**SOURCE EXCERPT:**
|---|

Video Presentation
-
6420422002 Tanakorn Withuratธนากร วิธุรัติ
-
6420422008 Wannapa Sripen วรรณนภา ศรีเพ็ญ
-
6420422011 Juntanee Pattanasukkul จันทร์ทนีย์ พัฒนสุขกุล
-
6420422017 Witsarut Wongsim วิศรุต วงศ์ซิ้ม
-
6420422021 Suchawalee Jeeratanyasakul สุชาวลี จีระธัญญาสกุล
- Use Python to write the data source line-by-line from the CSV to SQL database (DB) (source part). The writing duration (d) must be random and between 0 < d < 2 seconds.
- Connect the SQL DB to a Kafka cluster via topic1.
- Clean the data in topic1 using ksqlDB and then submit it to topic2.
- Analyze the data in topic2 using ksqlDB and then submit it to topic3. The source part (NoSQL DB) will incrementally consume the data from topic3
- Visualize the real-time data from topic3 using tools such as Plotly, etc..
- Conduct analytics based on your questions
- Set up and answer three questions easy, e.g., simple statistics medium, e.g., join, windowed, etc. hard, e.g., analytical insight
The objective of this project is to design and implement a data-streaming and real-time analytics system that can be used to analyze college students' food and cooking preferences data from Kaggle. The project involves data cleansing and analytics to be done in real-time.
https://www.kaggle.com/datasets/borapajo/food-choices?select=food_coded.csv The project uses the Food Choices dataset available on Kaggle. The dataset contains 106 records and 61 columns.
The system design for the project is as follows:
-
Use Python to write the data source line-by-line from the CSV to SQL database (DB) (source part). The writing duration (d) must be random and between 0 < d < 2 seconds.
-
Connect the SQL DB to a Kafka cluster via topic1.
-
Clean the data in topic1 using ksqlDB and then submit it to topic2.

|---|

**RECORD EXTRACTS:**
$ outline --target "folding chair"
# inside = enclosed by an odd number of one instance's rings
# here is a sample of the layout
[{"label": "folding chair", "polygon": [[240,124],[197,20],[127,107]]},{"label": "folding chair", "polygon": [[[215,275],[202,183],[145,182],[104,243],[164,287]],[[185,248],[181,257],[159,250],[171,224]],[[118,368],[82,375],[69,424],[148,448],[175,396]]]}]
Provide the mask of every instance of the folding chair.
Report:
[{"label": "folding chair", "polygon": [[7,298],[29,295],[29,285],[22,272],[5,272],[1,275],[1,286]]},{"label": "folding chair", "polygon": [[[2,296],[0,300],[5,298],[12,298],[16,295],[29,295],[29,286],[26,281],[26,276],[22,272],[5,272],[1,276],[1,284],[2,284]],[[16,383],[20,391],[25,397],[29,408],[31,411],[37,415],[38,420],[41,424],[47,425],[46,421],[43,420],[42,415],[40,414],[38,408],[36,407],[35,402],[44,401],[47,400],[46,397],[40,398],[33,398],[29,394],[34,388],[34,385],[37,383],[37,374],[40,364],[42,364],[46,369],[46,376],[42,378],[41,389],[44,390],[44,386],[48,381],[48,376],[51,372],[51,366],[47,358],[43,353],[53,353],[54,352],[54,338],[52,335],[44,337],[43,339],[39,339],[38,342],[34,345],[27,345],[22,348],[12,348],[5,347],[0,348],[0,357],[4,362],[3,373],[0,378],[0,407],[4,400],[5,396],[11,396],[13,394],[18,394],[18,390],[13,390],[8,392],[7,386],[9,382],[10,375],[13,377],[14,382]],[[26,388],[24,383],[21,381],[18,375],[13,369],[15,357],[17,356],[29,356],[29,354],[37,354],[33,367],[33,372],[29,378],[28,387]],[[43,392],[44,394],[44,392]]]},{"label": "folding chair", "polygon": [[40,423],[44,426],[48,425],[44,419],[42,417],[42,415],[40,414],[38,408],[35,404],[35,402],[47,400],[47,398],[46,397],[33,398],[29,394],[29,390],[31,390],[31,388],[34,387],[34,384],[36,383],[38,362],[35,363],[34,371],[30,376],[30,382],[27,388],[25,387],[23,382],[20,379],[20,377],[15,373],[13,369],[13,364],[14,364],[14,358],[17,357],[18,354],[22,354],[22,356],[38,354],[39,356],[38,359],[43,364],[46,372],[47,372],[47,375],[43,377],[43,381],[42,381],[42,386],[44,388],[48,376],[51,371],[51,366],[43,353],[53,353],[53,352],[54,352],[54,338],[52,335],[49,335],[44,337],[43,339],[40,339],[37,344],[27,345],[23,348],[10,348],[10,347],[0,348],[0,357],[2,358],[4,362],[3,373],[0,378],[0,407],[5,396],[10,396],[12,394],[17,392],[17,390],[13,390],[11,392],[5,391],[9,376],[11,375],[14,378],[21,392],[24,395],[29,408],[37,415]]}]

|---|

**WHAT YOU NEED TO DO:**
[1] Answer these about the food-choices streaming project description:
(a) How many records and columns does the Food Choices dataset contain?
(b) Which tool is used to clean the data in topic1?
(c) Between what limits must the random writing duration d fall?
[2] Reproduce a section of the food-choices streaming project description word for word, beginning at the words "- Analyze the" and stopping after "and 61 columns.".
[3] Take the food-choices streaming project description further, picking up after its last line.

**RESPONSES TO THE TASKS:**
[1]
(a) 106 records and 61 columns.
(b) ksqlDB.
(c) Between 0 and 2 seconds (0 < d < 2).

[2]
- Analyze the data in topic2 using ksqlDB and then submit it to topic3. The source part (NoSQL DB) will incrementally consume the data from topic3
- Visualize the real-time data from topic3 using tools such as Plotly, etc..
- Conduct analytics based on your questions
- Set up and answer three questions easy, e.g., simple statistics medium, e.g., join, windowed, etc. hard, e.g., analytical insight
The objective of this project is to design and implement a data-streaming and real-time analytics system that can be used to analyze college students' food and cooking preferences data from Kaggle. The project involves data cleansing and analytics to be done in real-time.
https://www.kaggle.com/datasets/borapajo/food-choices?select=food_coded.csv The project uses the Food Choices dataset available on Kaggle. The dataset contains 106 records and 61 columns.

[3]
-
Analyze the data in topic2 using ksqlDB and then submit it to topic3.
-
The source part (NoSQL DB) will incrementally consume the data from topic3
-
Visualize the real-time data from topic3 using tools such as Plotly, etc.
-
Conduct analytics based on your questions
-
Set up and answer three questions:
- Easy, e.g., simple statistics
- Medium, e.g., join, windowed, etc.
- Hard, e.g., analytical insight
Get the connectors To get started, download the connectors for Postgres, MongoDB, and Elasticsearch to a fresh directory. The easiest way to do this is by using confluent-hub. https://docs.confluent.io/platform/current/connect/confluent-hub/client.html
Create a directory for your components:
mkdir confluent-hub-components
First, acquire the Postgres Debezium connector:
confluent-hub install --component-dir confluent-hub-components --no-prompt debezium/debezium-connector-postgresql:1.1.0
Likewise for the MongoDB Debezium connector:
confluent-hub install --component-dir confluent-hub-components --no-prompt debezium/debezium-connector-mongodb:1.1.0
And finally, the Elasticsearch connector:
confluent-hub install --component-dir confluent-hub-components --no-prompt confluentinc/kafka-connect-elasticsearch:10.0.1
ref : Debezium Connector for MongoDB https://debezium.io/documentation/reference/1.1/connectors/mongodb.html
-
download zip file "docker-main.zip" and unzip cmd in folder
-
Create docker file from the ksqlDB tutorial page. https://docs.ksqldb.io/en/latest/tutorials/etl/
-
After docker build is complete, run the file create_table.py to create a table inside Postgres, read csv file, and insert into Postgres.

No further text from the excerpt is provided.